▶ SUPPLIED RECORDS:
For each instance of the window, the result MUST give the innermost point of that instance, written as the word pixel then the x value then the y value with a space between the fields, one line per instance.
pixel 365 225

---

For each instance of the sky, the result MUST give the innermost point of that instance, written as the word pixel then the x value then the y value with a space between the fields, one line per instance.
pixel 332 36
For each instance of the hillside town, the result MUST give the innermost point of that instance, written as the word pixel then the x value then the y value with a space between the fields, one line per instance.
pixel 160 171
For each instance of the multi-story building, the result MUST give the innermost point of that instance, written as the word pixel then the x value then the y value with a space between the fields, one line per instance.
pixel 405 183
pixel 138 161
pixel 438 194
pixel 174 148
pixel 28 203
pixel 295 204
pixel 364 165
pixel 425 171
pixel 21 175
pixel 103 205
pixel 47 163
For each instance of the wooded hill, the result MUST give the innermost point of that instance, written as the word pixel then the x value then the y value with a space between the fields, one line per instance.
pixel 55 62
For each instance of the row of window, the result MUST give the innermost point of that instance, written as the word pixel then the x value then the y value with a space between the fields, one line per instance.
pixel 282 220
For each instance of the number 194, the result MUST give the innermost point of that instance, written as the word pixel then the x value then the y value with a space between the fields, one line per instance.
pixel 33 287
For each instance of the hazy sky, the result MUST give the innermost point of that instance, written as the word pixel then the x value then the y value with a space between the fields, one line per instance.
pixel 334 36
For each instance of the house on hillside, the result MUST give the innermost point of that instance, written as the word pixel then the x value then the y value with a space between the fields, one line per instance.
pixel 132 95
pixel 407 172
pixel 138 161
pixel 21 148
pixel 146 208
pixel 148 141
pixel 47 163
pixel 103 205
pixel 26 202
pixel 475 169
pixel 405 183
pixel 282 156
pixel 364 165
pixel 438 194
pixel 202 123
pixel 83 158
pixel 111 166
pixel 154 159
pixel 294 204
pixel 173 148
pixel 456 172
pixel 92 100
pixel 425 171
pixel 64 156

==

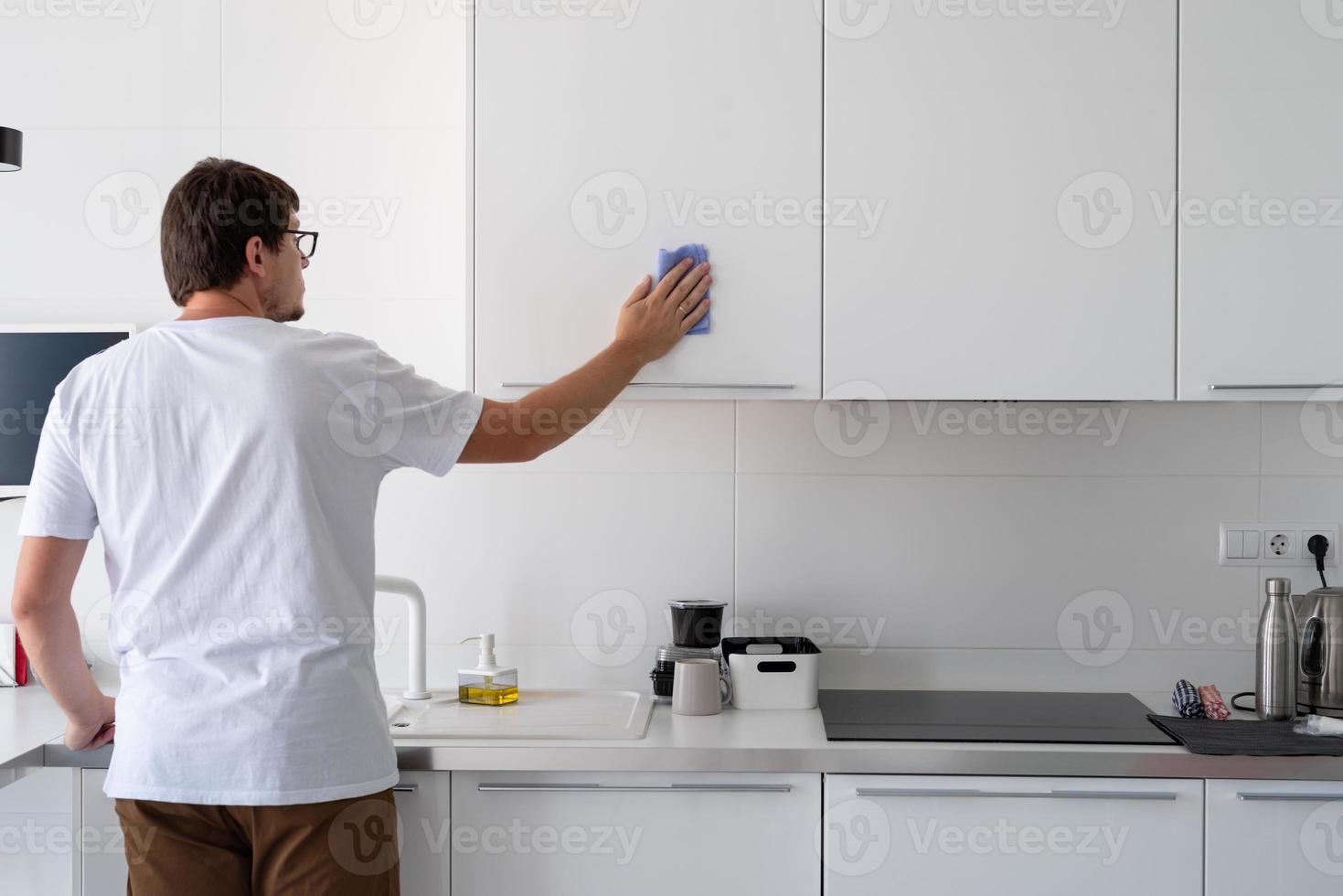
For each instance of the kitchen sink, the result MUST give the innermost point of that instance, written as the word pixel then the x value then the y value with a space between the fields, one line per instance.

▶ DIRECTIVE:
Format the stretch of the listing from the line containing "For each instance of the house" through the line containing "pixel 146 208" as a numbered list, omitting any blank lines.

▶ FINISHED ANSWER:
1. For each instance of the house on hillside, the result MUST give the innermost point of that instance, written as the word pixel then the x value then the y value with a space between the fields, one line per instance.
2. pixel 132 95
3. pixel 407 172
4. pixel 138 161
5. pixel 21 148
6. pixel 146 208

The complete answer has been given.